## Entries from a collection
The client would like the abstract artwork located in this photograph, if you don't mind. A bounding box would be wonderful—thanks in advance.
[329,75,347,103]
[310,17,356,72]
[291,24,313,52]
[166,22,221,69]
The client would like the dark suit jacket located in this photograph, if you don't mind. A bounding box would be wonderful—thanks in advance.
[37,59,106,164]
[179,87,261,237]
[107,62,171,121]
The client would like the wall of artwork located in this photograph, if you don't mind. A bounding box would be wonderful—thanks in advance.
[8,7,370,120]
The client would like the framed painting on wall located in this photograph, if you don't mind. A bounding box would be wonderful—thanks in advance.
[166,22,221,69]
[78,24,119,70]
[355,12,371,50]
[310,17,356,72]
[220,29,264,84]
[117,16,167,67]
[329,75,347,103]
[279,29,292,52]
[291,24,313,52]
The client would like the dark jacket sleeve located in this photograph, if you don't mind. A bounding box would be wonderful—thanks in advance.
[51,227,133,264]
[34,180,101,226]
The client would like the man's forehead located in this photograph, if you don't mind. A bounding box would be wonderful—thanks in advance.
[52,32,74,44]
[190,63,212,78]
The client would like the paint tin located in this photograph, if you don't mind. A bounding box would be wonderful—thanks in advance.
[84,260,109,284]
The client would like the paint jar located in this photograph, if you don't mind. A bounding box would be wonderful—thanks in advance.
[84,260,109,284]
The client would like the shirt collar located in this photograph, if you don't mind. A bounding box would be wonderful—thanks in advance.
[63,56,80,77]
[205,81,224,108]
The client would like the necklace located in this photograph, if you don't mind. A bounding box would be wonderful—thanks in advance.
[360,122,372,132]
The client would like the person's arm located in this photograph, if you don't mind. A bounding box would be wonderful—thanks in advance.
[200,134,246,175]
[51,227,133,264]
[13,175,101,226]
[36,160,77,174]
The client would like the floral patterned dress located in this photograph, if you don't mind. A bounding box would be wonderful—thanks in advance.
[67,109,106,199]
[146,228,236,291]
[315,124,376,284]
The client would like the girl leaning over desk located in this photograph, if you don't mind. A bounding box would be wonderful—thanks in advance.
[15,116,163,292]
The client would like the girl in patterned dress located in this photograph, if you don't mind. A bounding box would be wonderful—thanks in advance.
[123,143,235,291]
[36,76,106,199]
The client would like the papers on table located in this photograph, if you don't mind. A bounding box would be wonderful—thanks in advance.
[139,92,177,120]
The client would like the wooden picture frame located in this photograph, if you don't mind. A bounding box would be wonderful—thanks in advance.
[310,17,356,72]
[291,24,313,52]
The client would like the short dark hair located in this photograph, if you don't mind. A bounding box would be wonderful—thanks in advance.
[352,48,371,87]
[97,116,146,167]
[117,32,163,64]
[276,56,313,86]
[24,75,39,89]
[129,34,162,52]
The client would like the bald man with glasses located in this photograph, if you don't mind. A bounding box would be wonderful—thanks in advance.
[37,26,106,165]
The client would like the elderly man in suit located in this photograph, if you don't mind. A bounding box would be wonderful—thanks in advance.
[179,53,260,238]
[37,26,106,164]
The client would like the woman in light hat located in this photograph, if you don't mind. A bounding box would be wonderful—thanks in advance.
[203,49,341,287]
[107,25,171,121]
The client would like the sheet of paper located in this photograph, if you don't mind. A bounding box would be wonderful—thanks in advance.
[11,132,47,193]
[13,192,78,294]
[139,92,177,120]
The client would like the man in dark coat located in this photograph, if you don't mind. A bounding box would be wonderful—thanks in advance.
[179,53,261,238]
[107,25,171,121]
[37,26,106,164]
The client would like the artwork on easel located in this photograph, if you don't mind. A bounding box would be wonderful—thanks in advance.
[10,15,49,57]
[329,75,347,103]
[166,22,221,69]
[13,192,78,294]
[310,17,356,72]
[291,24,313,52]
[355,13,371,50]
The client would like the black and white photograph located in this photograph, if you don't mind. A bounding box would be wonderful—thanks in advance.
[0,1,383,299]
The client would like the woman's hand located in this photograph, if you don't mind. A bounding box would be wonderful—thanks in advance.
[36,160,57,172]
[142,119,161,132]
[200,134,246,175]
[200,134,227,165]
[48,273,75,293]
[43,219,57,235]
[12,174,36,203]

## Exercise goal
Please count the lines in the entries above that contain the string "patterned", matching case exactly, and give only the number.

## Task output
2